(Text segment begins)

I do not suppose that it should have been important to me during these months to not involve many people in the process, but it gave me great peace. It gave me peace because most of the time I did not feel 10 percent as well as I would present myself to feel to others. I was secretly and constantly panicked in the presence of others. Locked into a fear that someone would want to talk about it and I would break down and be revealed as a fraud. I didn’t want people to know that by the time I hit three steps outside my door that getting back inside my house was the foremost thing on my mind the entire time I was not there. At home, I could feel how I felt, both physically and emotionally, without anyone knowing and without pretending that I wasn’t. In short, my life was hell, but it was a story of hell no one, in my mind, really needed to know about until now. I suppose now that chemo is one could argue that no one still needs to know, but when I started writing this I could immediately feel there was going to be a great value in it for me. The act of writing it down, giving it away, sending it out into the universe is going to get it out of my head.

Chemo afforded me a number of firsts in my life. In fact, at my local Target store alone was the first, second, third, fourth, fifth and maybe sixth time in my life that my body simply relieved itself in my pants as I desperately tried to get to the men’s room in time. Then there was the time the same thing happened to me while driving and waiting for a traffic signal to change. I now keep backup clothes packed for whenever I leave the house.

There was the time on stage calling numbers at Bingo4Charity at Punky’s Bar and Grill that more than one patron walked outside of the restaurant to call the manager and say, “Do you see what is happening to his leg? Do you see his leg?” Turns out my leg had swollen up horrendously right before their eyes, and I was unaware of it until I stood up to try to walk. That was one of the most embarrassing moments of my life, and I ended up spending the night at the ER that evening. Immediately, thereafter I changed my weekly chemotherapy appointments to the day after Bingo instead of the day before.

The chemotherapy has taken my sense of smell away and thus affected the taste of everything. Many things I used to love, I now can’t eat. Things I used to despise, I now crave. Red sauce, one of my favorites, I can no longer eat. No matter where or what kind I try, each time somehow it tastes spoiled to me now. Reddi-Whip, that previously disgusting can of chemicals and sugar that is supposed to take the place of whipped cream, is now heaven sent to me. I walk around the house doing chores holding a can and repeatedly shooting shots of it down my throat. I, literally, cannot keep enough of it at the house. There’s many, many more but I think you probably get the idea by now so I can spare you all the details.

Clearly, cancer fucking sucks, but to me, it would have sucked so much more if I would have involved everyone I know in it. For me, at least, someone sitting with me, holding my hand or giving me a pep talk like I was back in Little League afraid of the baseball, would have made it much worse. For the few that I had to involve and that helped me in situations when it became necessary, I both thank you and apologize to you.

Next week, I am having surgery for what they tell me is the final leg of the marathon I am about to complete to beat this thing. The doctors are confident that in a month I will be back to myself and awarded my cancer-free certificate, and I am serene and calm as I count down the days until it happens.

Yet, there is a nagging question in my head that is getting stronger instead of subsiding. And, that is, if they come to me in six months or a year or in five years or ten and yank that certificate away from me, would I do this all again?

I certainly and absolutely have no death wish, but I do not think I will be able to come up with the answer until, and, if or when, I am asked.

(Text segment ends)
(The data begins)

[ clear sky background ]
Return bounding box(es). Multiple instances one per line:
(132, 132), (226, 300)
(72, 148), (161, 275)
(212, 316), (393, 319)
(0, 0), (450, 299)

(The data ends)

Activity 1: Which proper names of stores, businesses, events, products, or sports leagues appear in the text about chemotherapy? List every one.
Activity 2: Can you reproduce the text about chemotherapy word for word, everything from "Clearly, cancer fucking" down to "until it happens."?

Response box 1:
- Target
- Bingo4Charity
- Punky’s Bar and Grill
- Reddi-Whip
- Little League

Response box 2:
Clearly, cancer fucking sucks, but to me, it would have sucked so much more if I would have involved everyone I know in it. For me, at least, someone sitting with me, holding my hand or giving me a pep talk like I was back in Little League afraid of the baseball, would have made it much worse. For the few that I had to involve and that helped me in situations when it became necessary, I both thank you and apologize to you.

Next week, I am having surgery for what they tell me is the final leg of the marathon I am about to complete to beat this thing. The doctors are confident that in a month I will be back to myself and awarded my cancer-free certificate, and I am serene and calm as I count down the days until it happens.